[SELECTED PASSAGE]
═══
A well-balanced filmmaking duo

 Michael Powell was born in Bekesbourne, Kent (1905-1990) and in the beginning of his career he worked with the Irish silent-film director Rex Ingram and as a photographer for Alfred Hitchcock.

The Edge of the World (1937) was Powell’s first major project, and it feels like a documentary–about a dying way of life on a Scottish island (based on St. Kilda, but shot on Foula, one of the Shetland islands). A review of the film in the Guardian admired the “fog-bound world he conjures up, and the wonderful cast of characters he encounters, from grumpy landowners to enterprising journalists…”

Powell was introduced to Hungarian expatriate Emeric Pressburger in London by Sir Alexander Korda. Pressburger had moved to England in 1935, after working with some of the most prominent filmmakers in Germany, including Max Ophuls and Robert Siodmak. Although Powell had a brief detour in Hollywood (where he directed the 1940 Academy Award-winning film The Thief of Baghdad), by 1942 he was back in England and formed a production company called the Archers with Pressburger.
═══
[COLLECTED MATERIAL]

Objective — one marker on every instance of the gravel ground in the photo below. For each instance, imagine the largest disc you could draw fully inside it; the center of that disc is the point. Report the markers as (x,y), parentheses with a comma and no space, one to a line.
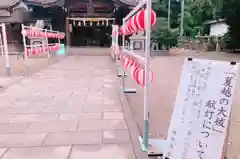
═══
[PARTS OF THE EXERCISE]
a - In the passage about the Powell and Pressburger filmmaking duo, on which island was The Edge of the World actually shot?
b - Extend the passage about the Powell and Pressburger filmmaking duo, starting right after its final sentence.
The material that comes after the filmmaking text is separate from it.

[EXERCISE RESULTS]
a - Foula, one of the Shetland islands.

b -
The Archers logo for the production company of Michael Powell and Emeric Pressburger

Over the next 15 years, the company made 14 films, using the credit, ”written, produced and directed by Michael Powell and Emeric Pressburger.” Other wonderful films they created include 49th Parallel (1941), A Canterbury Tale (1944), A Matter of Life and Death (1946), Black Narcissus (1947) The Red Shoes (1948), Gone to Earth (1950), The Tales of Hoffmann (1951), and many more.

The Archers were thrilled to get Wendy Hiller as their star in IKWIG. They agreed that she was perfect for the headstrong careerist Joan, who must learn to follow her heart rather than her head. Other actors were up for the role of Torquil, including  James Mason, but they cast Roger Livesey, a Welsh stage and film actor.

The film’s dream cast

The cast seems to come straight out of the Celtic past (although most were not Scottish). Besides Hiller and Livesey, who was Welsh, it features Finlay Currie as Ruairidh Mhor, the owner of the boat that Joan plans to ride through the storm to Kiloran; Captain C.W.R. Knight as Colonel Barnstaple, chasing the falcon he named for Torquil; the incomparable Pamela Brown as Catriona Potts (with whom Powell fell in love; they lived together until her death in 1975); and a very young Petula Clark as Cheril, the strangely composed and sophisticated daughter of Torquil’s friends. I must make special mention of Nancy Price as Mrs. Crozier, who represents all the best of the traditional ways of the island.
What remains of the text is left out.